Output every entry exactly as given.

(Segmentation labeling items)
════════════════════
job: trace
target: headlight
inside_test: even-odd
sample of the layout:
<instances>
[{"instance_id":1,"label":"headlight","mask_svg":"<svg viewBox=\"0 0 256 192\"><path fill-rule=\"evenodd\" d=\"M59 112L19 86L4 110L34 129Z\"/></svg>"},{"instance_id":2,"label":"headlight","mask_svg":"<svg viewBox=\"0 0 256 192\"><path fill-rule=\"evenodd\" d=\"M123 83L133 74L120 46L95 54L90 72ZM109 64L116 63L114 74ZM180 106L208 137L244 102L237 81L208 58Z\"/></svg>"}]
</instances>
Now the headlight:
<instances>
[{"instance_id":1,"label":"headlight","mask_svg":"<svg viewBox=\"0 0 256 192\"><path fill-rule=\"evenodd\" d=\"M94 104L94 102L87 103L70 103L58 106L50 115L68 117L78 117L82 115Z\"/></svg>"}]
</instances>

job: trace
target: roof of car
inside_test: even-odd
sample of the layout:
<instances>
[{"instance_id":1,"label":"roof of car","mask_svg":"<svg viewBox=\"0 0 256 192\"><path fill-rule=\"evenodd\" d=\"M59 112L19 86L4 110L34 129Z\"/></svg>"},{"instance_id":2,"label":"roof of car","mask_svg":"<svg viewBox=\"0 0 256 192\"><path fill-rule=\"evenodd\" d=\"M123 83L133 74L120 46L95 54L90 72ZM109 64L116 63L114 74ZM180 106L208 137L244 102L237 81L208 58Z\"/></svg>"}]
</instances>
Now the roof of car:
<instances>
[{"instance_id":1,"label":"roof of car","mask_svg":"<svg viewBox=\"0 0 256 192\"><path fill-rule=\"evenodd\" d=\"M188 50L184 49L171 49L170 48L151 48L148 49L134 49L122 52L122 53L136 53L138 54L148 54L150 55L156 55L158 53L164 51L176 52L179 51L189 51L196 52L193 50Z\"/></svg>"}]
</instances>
════════════════════
Task output
job: trace
target: headlight
inside_test: even-odd
sample of the layout:
<instances>
[{"instance_id":1,"label":"headlight","mask_svg":"<svg viewBox=\"0 0 256 192\"><path fill-rule=\"evenodd\" d=\"M59 112L19 86L4 110L34 129Z\"/></svg>"},{"instance_id":2,"label":"headlight","mask_svg":"<svg viewBox=\"0 0 256 192\"><path fill-rule=\"evenodd\" d=\"M123 83L133 74L120 46L95 54L90 72ZM109 64L116 63L114 74ZM180 106L208 137L244 102L237 81L208 58Z\"/></svg>"}]
</instances>
Now the headlight:
<instances>
[{"instance_id":1,"label":"headlight","mask_svg":"<svg viewBox=\"0 0 256 192\"><path fill-rule=\"evenodd\" d=\"M94 104L94 102L87 103L70 103L58 106L50 115L68 117L78 117L82 115Z\"/></svg>"}]
</instances>

job: trace
target: roof of car
inside_test: even-odd
sample of the layout:
<instances>
[{"instance_id":1,"label":"roof of car","mask_svg":"<svg viewBox=\"0 0 256 192\"><path fill-rule=\"evenodd\" d=\"M59 112L19 86L4 110L34 129Z\"/></svg>"},{"instance_id":2,"label":"roof of car","mask_svg":"<svg viewBox=\"0 0 256 192\"><path fill-rule=\"evenodd\" d=\"M123 83L133 74L120 46L95 54L90 72ZM109 64L116 63L114 74ZM180 106L208 137L244 102L237 81L208 58Z\"/></svg>"}]
</instances>
Now the roof of car:
<instances>
[{"instance_id":1,"label":"roof of car","mask_svg":"<svg viewBox=\"0 0 256 192\"><path fill-rule=\"evenodd\" d=\"M188 50L184 49L171 49L170 48L151 48L148 49L134 49L122 52L122 53L136 53L138 54L148 54L150 55L156 55L158 53L164 51L176 52L179 51L189 51L196 52L193 50Z\"/></svg>"}]
</instances>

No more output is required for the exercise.